Görevler =>
A: Kış mevsimi üzerine yazılmış metni hiçbir şeyini değiştirmeden baştan sona yazın.
B: Kayıtlarda "Can you find the lamp" ifadesini içeren satırdan kayıtların sonuna kadar uzanan bölümü, iki ucu da dahil ederek, her satır için bir dize içeren bir JSON listesine dönüştürün. Boş satırları atlayın ve bu bölüm dışında hiçbir satır eklemeyin.

Metin parçası =>
══════════════════════════════

“Çok soğuk,” “üşüyorum,” kelimelerinin ağzımdan eksik olmadığı
kış mevsiminden hoşlanmadığımı (nefret ediyorum demek istemedim şuan - ama
aslında nefret ediyorum) benimle kışın birkaç saat sokakta vakit geçirmiş
olanlar bilir. Ne psikolojik ne de fiziksel olarak kaldıramadığım çok açık. Gri
bir havaya günaydın diyemiyorum ben. Soğuk rüzgârlar estiğinde kemiklerim
acıyor. Cildim geriliyor, içindeki nefreti atmak için çatlıyor belki de
ellerim. “Renkli günleri yaşamak varken neden kış?”
Ama… Hep bir “ama” var galiba hayatta. İşte bugünkü gibi
yazdan kalma bir güne uyandığımda da “Belki de kış bu yüzden vardır,” diyorum. Birkaç
ay sonra gelecek güzel mevsimi bize hatırlatıp onun uğruna her sabaha uyanmak
içindir belki de.
İki yıl öncesini hatırlıyorum şimdi. Yatağımdan kalkmak
istemediğim - ve kalkmak zorunda olmadığım - sabahlardan birinde yatağımın
yanındaki pencerenin perdesini açıp gökyüzüne bakıyordum. O evde yaşarken en
sevdiğim “şey”lerden biri de buydu aslında: Yatarken gökyüzünü izlemek. İşte, o
sabah gökyüzü griydi ve yağmur yağıyordu. Mutsuzdum. O sıralar mutsuzdum zaten.

══════════════════════════════

Nokta işaretleme kayıtları:
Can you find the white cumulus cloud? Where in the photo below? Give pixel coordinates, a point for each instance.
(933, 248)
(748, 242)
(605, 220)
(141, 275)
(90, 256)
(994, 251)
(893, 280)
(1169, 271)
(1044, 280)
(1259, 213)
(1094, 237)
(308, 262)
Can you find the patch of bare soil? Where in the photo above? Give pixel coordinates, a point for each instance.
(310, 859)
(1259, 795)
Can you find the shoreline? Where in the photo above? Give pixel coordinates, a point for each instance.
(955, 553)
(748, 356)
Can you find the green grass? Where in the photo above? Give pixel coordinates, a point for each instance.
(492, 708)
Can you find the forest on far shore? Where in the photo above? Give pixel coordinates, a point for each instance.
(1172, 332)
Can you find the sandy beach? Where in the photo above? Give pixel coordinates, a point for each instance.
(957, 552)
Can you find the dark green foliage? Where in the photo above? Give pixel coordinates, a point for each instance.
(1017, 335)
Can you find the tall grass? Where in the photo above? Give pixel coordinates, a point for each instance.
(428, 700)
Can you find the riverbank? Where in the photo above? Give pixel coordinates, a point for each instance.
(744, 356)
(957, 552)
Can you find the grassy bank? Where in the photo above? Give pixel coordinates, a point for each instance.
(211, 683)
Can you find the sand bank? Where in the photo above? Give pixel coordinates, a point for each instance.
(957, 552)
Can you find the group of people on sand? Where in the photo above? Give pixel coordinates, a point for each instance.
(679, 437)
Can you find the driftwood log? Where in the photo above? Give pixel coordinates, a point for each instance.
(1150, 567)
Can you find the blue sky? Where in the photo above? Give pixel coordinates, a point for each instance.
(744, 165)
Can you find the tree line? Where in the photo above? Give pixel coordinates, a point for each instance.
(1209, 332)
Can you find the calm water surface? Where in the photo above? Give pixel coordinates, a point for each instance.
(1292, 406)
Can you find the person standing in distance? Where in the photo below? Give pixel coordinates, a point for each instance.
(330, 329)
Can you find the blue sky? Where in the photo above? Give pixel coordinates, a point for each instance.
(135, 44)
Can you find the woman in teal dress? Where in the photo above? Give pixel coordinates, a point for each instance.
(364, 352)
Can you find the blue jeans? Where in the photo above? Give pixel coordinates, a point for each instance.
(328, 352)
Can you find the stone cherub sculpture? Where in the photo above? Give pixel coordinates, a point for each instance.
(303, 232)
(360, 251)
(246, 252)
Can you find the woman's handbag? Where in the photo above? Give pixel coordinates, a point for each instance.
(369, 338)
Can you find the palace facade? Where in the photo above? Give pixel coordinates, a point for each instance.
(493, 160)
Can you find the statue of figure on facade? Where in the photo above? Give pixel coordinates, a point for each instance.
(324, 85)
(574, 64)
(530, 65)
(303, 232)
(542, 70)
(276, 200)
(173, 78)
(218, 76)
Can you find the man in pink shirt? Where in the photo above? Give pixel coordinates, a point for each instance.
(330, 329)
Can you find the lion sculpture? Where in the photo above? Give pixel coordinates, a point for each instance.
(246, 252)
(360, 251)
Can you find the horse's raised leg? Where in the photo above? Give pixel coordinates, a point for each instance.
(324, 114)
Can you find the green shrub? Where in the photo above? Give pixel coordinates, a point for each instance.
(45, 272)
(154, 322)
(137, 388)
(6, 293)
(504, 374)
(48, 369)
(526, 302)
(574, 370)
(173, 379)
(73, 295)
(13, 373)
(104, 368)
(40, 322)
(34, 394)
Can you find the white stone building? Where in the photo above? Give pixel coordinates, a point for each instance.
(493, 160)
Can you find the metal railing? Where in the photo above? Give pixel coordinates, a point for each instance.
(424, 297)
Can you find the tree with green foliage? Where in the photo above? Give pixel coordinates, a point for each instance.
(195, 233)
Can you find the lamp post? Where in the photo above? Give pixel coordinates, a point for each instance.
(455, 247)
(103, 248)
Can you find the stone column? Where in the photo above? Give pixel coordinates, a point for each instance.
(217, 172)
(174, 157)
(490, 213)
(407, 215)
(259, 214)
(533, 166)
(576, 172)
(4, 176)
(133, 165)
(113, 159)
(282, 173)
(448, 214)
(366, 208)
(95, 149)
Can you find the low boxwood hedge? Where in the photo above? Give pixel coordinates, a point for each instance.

══════════════════════════════

Görevlerin yanıtları =>
A:
“Çok soğuk,” “üşüyorum,” kelimelerinin ağzımdan eksik olmadığı
kış mevsiminden hoşlanmadığımı (nefret ediyorum demek istemedim şuan - ama
aslında nefret ediyorum) benimle kışın birkaç saat sokakta vakit geçirmiş
olanlar bilir. Ne psikolojik ne de fiziksel olarak kaldıramadığım çok açık. Gri
bir havaya günaydın diyemiyorum ben. Soğuk rüzgârlar estiğinde kemiklerim
acıyor. Cildim geriliyor, içindeki nefreti atmak için çatlıyor belki de
ellerim. “Renkli günleri yaşamak varken neden kış?”
Ama… Hep bir “ama” var galiba hayatta. İşte bugünkü gibi
yazdan kalma bir güne uyandığımda da “Belki de kış bu yüzden vardır,” diyorum. Birkaç
ay sonra gelecek güzel mevsimi bize hatırlatıp onun uğruna her sabaha uyanmak
içindir belki de.
İki yıl öncesini hatırlıyorum şimdi. Yatağımdan kalkmak
istemediğim - ve kalkmak zorunda olmadığım - sabahlardan birinde yatağımın
yanındaki pencerenin perdesini açıp gökyüzüne bakıyordum. O evde yaşarken en
sevdiğim “şey”lerden biri de buydu aslında: Yatarken gökyüzünü izlemek. İşte, o
sabah gökyüzü griydi ve yağmur yağıyordu. Mutsuzdum. O sıralar mutsuzdum zaten.

B:
[
  "Can you find the lamp post? Where in the photo above? Give pixel coordinates, a point for each instance.",
  "(455, 247)",
  "(103, 248)",
  "Can you find the stone column? Where in the photo above? Give pixel coordinates, a point for each instance.",
  "(217, 172)",
  "(174, 157)",
  "(490, 213)",
  "(407, 215)",
  "(259, 214)",
  "(533, 166)",
  "(576, 172)",
  "(4, 176)",
  "(133, 165)",
  "(113, 159)",
  "(282, 173)",
  "(448, 214)",
  "(366, 208)",
  "(95, 149)",
  "Can you find the low boxwood hedge? Where in the photo above? Give pixel coordinates, a point for each instance."
]